>>>>

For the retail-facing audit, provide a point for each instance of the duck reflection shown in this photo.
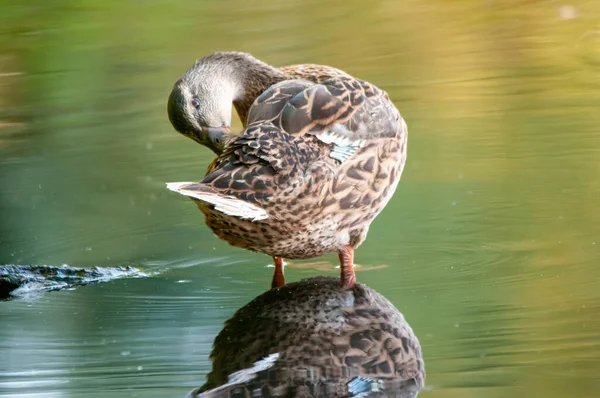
(313, 338)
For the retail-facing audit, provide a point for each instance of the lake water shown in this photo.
(491, 244)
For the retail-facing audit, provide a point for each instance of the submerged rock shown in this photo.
(15, 279)
(312, 338)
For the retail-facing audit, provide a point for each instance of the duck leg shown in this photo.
(278, 278)
(347, 277)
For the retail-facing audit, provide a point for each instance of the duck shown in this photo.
(315, 338)
(320, 155)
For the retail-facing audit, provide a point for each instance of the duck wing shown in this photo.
(291, 126)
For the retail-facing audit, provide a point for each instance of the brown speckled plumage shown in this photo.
(324, 336)
(320, 157)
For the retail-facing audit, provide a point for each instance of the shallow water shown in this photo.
(491, 243)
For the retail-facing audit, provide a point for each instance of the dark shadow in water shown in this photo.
(33, 280)
(312, 338)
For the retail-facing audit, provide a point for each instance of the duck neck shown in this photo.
(250, 78)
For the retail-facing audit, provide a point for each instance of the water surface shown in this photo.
(491, 243)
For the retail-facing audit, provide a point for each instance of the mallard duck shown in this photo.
(314, 338)
(320, 156)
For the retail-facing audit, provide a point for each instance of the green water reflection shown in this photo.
(491, 241)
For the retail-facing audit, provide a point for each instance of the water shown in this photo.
(491, 243)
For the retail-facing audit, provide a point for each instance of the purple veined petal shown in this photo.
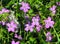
(27, 25)
(49, 38)
(58, 3)
(49, 18)
(3, 23)
(23, 4)
(38, 29)
(20, 38)
(13, 42)
(31, 29)
(27, 29)
(33, 24)
(53, 8)
(21, 8)
(17, 42)
(8, 24)
(48, 34)
(1, 12)
(46, 26)
(16, 36)
(53, 12)
(11, 29)
(36, 23)
(33, 19)
(7, 11)
(52, 22)
(25, 10)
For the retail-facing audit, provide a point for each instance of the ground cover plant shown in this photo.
(29, 22)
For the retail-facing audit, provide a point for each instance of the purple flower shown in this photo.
(28, 27)
(13, 42)
(58, 3)
(3, 23)
(0, 12)
(5, 10)
(48, 36)
(35, 21)
(48, 22)
(11, 26)
(25, 7)
(53, 9)
(38, 28)
(18, 36)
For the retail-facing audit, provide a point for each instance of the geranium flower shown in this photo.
(25, 7)
(48, 22)
(13, 42)
(53, 9)
(11, 26)
(48, 36)
(28, 27)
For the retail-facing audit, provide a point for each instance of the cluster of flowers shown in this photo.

<<<<

Task to carry out:
Starting at the line with "petal shown in this photo." and stopping at the final line of the material, reproduce each line exactly, both ends included. Leave the pictures out.

Response box:
For the retail-facing audit, provide a point for each instance of the purple veined petal shown in this photo.
(27, 25)
(49, 38)
(58, 3)
(49, 18)
(3, 23)
(23, 4)
(38, 29)
(20, 38)
(13, 42)
(31, 29)
(27, 29)
(33, 24)
(53, 8)
(21, 8)
(17, 42)
(8, 24)
(48, 34)
(1, 12)
(46, 26)
(16, 36)
(53, 12)
(11, 29)
(36, 23)
(33, 19)
(7, 11)
(52, 22)
(25, 10)
For the retail-facing audit, provide a point for each instance of the ground cover plant shown in this photo.
(29, 22)
For the retail-facing audit, provide a point for each instance of the purple flower shown in this photo.
(28, 27)
(13, 42)
(58, 3)
(3, 23)
(0, 12)
(5, 10)
(48, 36)
(35, 21)
(48, 22)
(11, 26)
(25, 7)
(53, 9)
(38, 28)
(18, 36)
For the retail-facing audit, provide a point for each instance of the geranium flower shown in this photo.
(25, 7)
(48, 22)
(13, 42)
(53, 9)
(11, 26)
(48, 36)
(28, 27)
For the retail-facing audit, provide a point for each instance of the cluster of flowers shown in this photo.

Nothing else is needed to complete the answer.